Evans was named as well on the earlier lists, which cover different time periods. On one list that singled out 662 officers with 11 or more complaints each from 2001 to 2006, Evans tallied 14 complaints. A more voluminous list of officers with five or more complaints each from May 2002 to December 2008 showed nine complaints of excessive force against Evans.
Except for the two-day suspension for an off-duty incident in 2005, none of the complaints against Evans on the three lists had been "sustained" by the Independent Police Review Authority, which investigates police misconduct allegations, or by its predecessor agency or the department's Internal Affairs Division, records show.
However, additional records obtained through FOIA requests show that earlier in his career Evans had been suspended from his duties at least 10 times, mostly while a young officer on the South Side. Half of those suspensions stemmed from excessive-force complaints, two of which resulted in separate 15-day suspensions, according to the records.
In an interview last week outside the South Side barbershop where he works, Byars, now 32, said he was eating a cheeseburger and fries at his favorite restaurant, Maxwell's Charcoal Grill in the Auburn-Gresham neighborhood, in October 2011 when Evans, wearing a black long-sleeved shirt and cargo pants, walked in calmly and pulled the patron by the collar from a booth. Assuming Evans was a cop, Byars said, he still felt compelled to complain.
"That's not necessary because he was roughing up the guy," Byars told the Tribune. "And once I said that, he turned to me and said, 'Shut up, bitch, or you can go to jail too.'"
Byars said he persisted, telling Evans he hadn't done anything wrong.
"And then he told me (to) stand my ass up," Byars said.
Byars said Evans handcuffed him to the other man, who was arrested on charges he illegally sold DVDs, according to a police report.
Byars said he asked a friend to take his son to the boy's grandmother's apartment but that Evans interrupted to say the boy would be going to the station as well and then turned over to state child welfare officials. Evans grabbed the carrier, causing the infant to lunge forward and land face first onto the table, Byars said. The crying boy nearly fell from the tabletop before Evans grabbed him and placed him in the seat, he said.
With his hands cuffed behind his back, Byars said, he was struck with a police radio above his left eye before he was pushed into a squad car.
At the Gresham police district station, Byars said, he wasn't allowed to use a phone or a bathroom, causing him to wet his pants during his 13-hour wait. Worse, he said, he was kept in the dark about his son's well-being.
Byars was charged with several misdemeanors, including obstructing an arrest and reckless conduct for allegedly failing to safely secure his son in the carrier, but those charges were later dropped. However, he pleaded guilty to obstructing a police officer for refusing to sign a bond form in legible handwriting shortly before his release from the station about 1:30 a.m.
Byars said he learned from doctors at Comer Children's Hospital that his son had been shaken up but didn't suffer any lasting injuries. Byars, however, said his wounds didn't heal so easily. For months he worried about retaliation by police.
But he defended his actions, saying there's "never an excuse for excessive force or abuse of power."
Tribune reporter Alex Richards contributed.

Supplied material -
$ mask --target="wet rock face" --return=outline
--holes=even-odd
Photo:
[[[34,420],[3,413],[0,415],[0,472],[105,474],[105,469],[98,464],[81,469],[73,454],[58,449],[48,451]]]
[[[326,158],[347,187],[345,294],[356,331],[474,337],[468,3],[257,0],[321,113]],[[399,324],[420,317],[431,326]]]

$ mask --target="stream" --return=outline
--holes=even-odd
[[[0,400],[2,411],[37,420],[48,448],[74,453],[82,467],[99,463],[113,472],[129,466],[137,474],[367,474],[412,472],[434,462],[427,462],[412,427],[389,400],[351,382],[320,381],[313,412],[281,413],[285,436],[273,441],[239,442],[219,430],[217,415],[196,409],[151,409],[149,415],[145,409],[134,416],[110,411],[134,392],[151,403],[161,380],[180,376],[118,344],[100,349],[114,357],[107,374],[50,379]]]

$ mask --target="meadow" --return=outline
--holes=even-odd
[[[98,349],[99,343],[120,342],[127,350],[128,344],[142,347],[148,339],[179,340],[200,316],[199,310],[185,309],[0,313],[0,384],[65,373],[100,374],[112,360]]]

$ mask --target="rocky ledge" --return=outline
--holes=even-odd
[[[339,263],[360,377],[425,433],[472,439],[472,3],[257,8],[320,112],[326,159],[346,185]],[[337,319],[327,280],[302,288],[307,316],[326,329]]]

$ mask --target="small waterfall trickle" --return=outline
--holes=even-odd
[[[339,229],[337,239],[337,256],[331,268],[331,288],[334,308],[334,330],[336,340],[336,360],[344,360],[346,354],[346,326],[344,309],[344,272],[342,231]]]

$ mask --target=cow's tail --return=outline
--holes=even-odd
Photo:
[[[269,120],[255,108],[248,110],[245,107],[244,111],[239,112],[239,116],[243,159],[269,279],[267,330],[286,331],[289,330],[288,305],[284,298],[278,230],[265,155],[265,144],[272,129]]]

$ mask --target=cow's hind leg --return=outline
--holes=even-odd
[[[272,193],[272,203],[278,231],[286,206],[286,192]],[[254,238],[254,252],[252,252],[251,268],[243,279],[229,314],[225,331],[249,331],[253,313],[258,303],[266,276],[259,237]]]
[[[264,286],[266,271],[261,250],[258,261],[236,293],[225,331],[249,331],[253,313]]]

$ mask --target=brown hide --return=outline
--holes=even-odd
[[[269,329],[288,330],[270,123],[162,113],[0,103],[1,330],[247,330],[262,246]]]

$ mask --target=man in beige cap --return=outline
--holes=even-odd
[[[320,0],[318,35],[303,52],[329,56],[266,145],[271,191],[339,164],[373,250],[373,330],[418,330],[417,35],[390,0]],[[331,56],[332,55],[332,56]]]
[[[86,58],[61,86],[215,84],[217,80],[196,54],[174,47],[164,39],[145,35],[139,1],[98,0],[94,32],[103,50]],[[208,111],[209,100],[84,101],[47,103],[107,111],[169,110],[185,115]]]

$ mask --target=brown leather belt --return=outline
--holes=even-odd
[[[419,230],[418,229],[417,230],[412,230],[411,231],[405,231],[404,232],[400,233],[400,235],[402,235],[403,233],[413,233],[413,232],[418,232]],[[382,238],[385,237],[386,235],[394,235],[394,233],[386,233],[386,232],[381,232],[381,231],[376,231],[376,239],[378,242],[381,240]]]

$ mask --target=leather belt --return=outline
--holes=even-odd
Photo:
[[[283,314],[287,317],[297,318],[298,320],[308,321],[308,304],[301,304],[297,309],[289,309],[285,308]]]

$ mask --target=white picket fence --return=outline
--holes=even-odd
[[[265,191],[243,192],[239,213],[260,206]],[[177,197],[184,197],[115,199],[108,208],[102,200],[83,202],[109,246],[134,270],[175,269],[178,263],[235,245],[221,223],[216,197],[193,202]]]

Problem 1 - Reproduce the passage of the article on complaints against Evans between "Byars said he asked" and "his son's well-being.", inclusive.
Problem 2 - In the article on complaints against Evans, how long was Byars's wait at the Gresham police district station?

Expected answer 1 -
Byars said he asked a friend to take his son to the boy's grandmother's apartment but that Evans interrupted to say the boy would be going to the station as well and then turned over to state child welfare officials. Evans grabbed the carrier, causing the infant to lunge forward and land face first onto the table, Byars said. The crying boy nearly fell from the tabletop before Evans grabbed him and placed him in the seat, he said.
With his hands cuffed behind his back, Byars said, he was struck with a police radio above his left eye before he was pushed into a squad car.
At the Gresham police district station, Byars said, he wasn't allowed to use a phone or a bathroom, causing him to wet his pants during his 13-hour wait. Worse, he said, he was kept in the dark about his son's well-being.

Expected answer 2 - 13 hours.